- [Votre tâche]:
Traduisez en anglais cette phrase du texte sur le portrait de Pasteur : « Pasteur est vu du bon côté, celui de son meilleur profil, qui a conservé toute sa mobilité. »

Pasteur est représenté au milieu de son laboratoire de la rue d’Ulm, environné du matériel de ses expériences. Il tient le bocal renfermant la moelle épinière du lapin volontairement contaminé à partir duquel il vient de mettre au point le vaccin contre la rage. Ou plutôt, la préparation qui lui a permis de guérir le patient humain (un jeune garçon) auquel il a eu l’audace de l’administrer pour la première fois. On sait que c’est cette découverte qui le fera dès lors considérer comme un « bienfaiteur de l'humanité ».

On se doute que la précision des détails n’est en rien due au hasard : le portrait semble être parvenu à capter le scientifique au cœur de l’action. Il semble que Pasteur lui-même tenait beaucoup à ce portrait qui, selon lui, représentait au mieux ce qu’il était vraiment ; il y tenait aussi car il semble avoir conseillé et guidé le jeune peintre : chacun des détails a été prévu et soigneusement réglé. Pasteur est vu du bon côté, celui de son meilleur profil, qui a conservé toute sa mobilité. Son bras gauche, qu’il avait du mal à mobiliser par suite de l’attaque cérébrale qu’il avait subie, est soutenu par un épais livre relié disposé sur la paillasse du laboratoire. Dans sa main gauche, il tient sans doute un feuillet de notes de laboratoire tandis que la droite lui permet de rapprocher de sa vue le flacon qu’il observe avec grande attention.

- [Données sources]:
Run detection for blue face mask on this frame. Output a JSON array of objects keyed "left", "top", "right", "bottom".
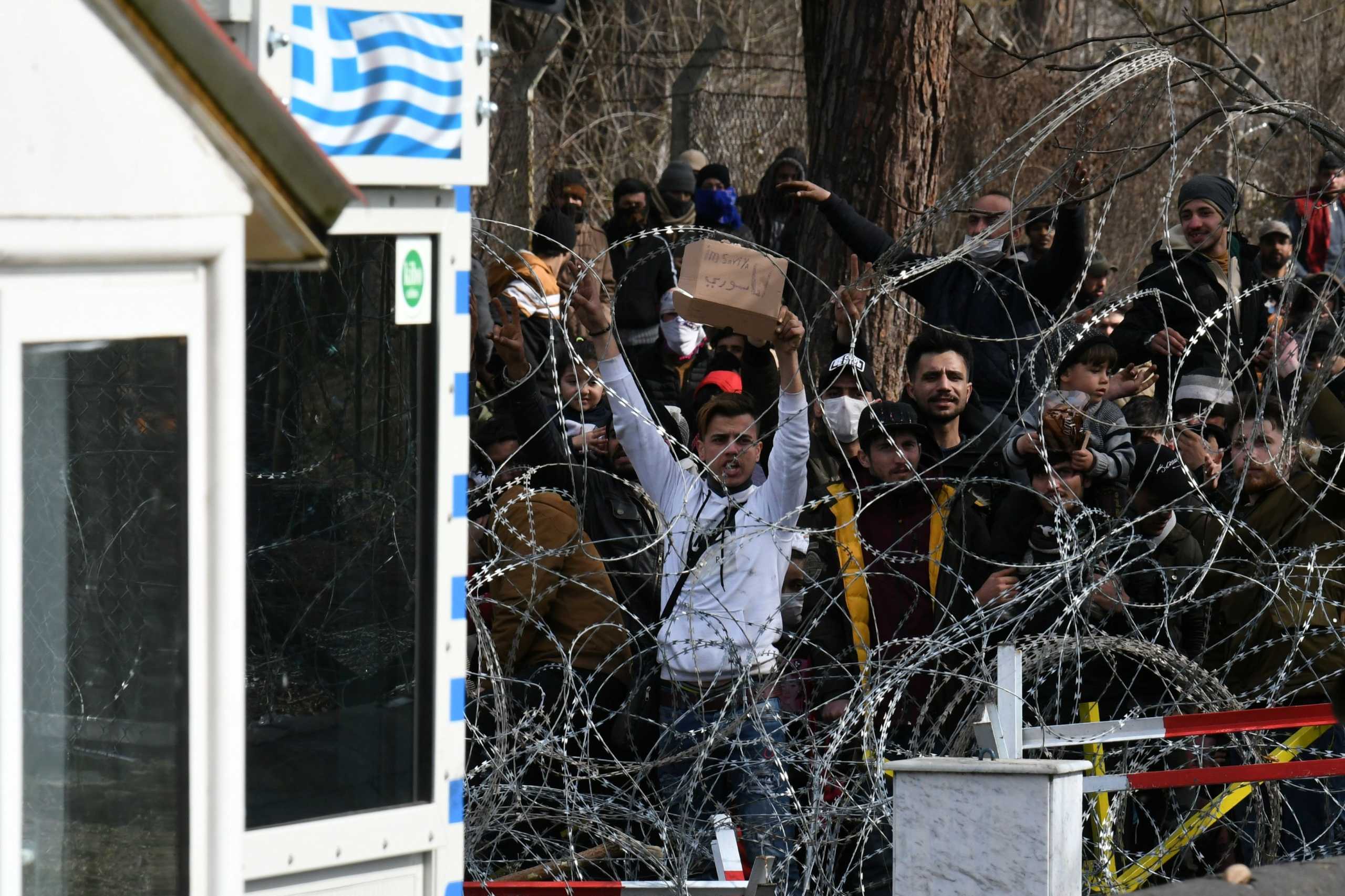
[{"left": 692, "top": 187, "right": 742, "bottom": 227}]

- [Réponse attendue]:
Pasteur is seen from his good side, that of his better profile, which has retained all its mobility.